> TEXTE
○ ○ ○ ○

Cour de justice de l’Union européenne, le 2 juillet 2019, n°C-619/18

La Cour de justice de l’Union européenne, par un arrêt de Grande Chambre du 24 juin 2019, précise les exigences d’indépendance des magistrats nationaux. Un litige opposait une institution européenne à un État membre suite à une réforme législative abaissant l’âge de départ à la retraite des juges suprêmes. La nouvelle loi fixait cet âge à soixante-cinq ans, s’appliquant immédiatement aux membres en exercice nommés sous l’empire de la législation antérieure. Les magistrats concernés pouvaient demander une prolongation de leur activité, soumise à l’autorisation discrétionnaire du président de la République après avis d’un conseil national spécialisé. L’institution requérante a introduit un recours en manquement, invoquant la violation des obligations de garantie d’un système de voies de recours effectif. L’État membre défendeur soutenait que l’organisation de la justice relevait de sa compétence exclusive et ne pouvait faire l’objet d’un contrôle européen. La Cour devait déterminer si l’abaissement immédiat de l’âge de la retraite et le mécanisme de prolongation discrétionnaire portaient atteinte à l’indépendance juridictionnelle. Elle conclut au manquement, jugeant que ces mesures méconnaissent le principe d’inamovibilité des juges et créent un risque d’intervention extérieure sur le pouvoir judiciaire.

○ ○ ○ ○

> CONSIGNE
Résumez le texte ci-dessus en deux phrases.

> DONNÉES AFFICHÉES
○ ○ ○ ○

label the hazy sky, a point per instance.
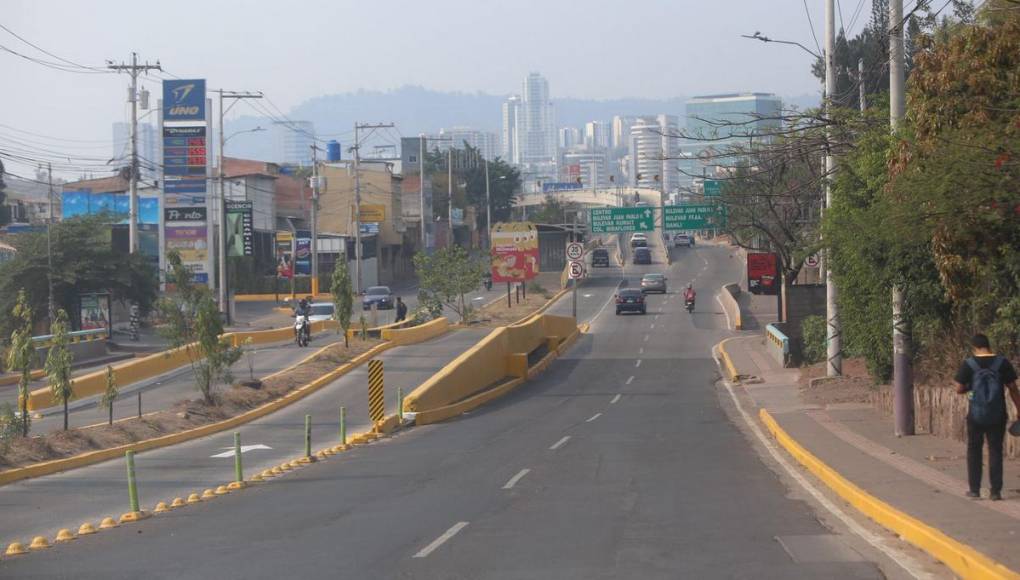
(296, 50)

○ ○ ○ ○

> RÉPONSE
La Cour de justice de l'Union européenne a statué sur un recours en manquement contre un État membre dont la réforme abaissait à soixante-cinq ans l'âge de départ à la retraite des juges suprêmes, avec application immédiate aux membres en exercice et une prolongation soumise à l'autorisation discrétionnaire du président de la République. Elle a conclu au manquement, jugeant que ces mesures méconnaissent le principe d'inamovibilité des juges et créent un risque d'intervention extérieure sur le pouvoir judiciaire.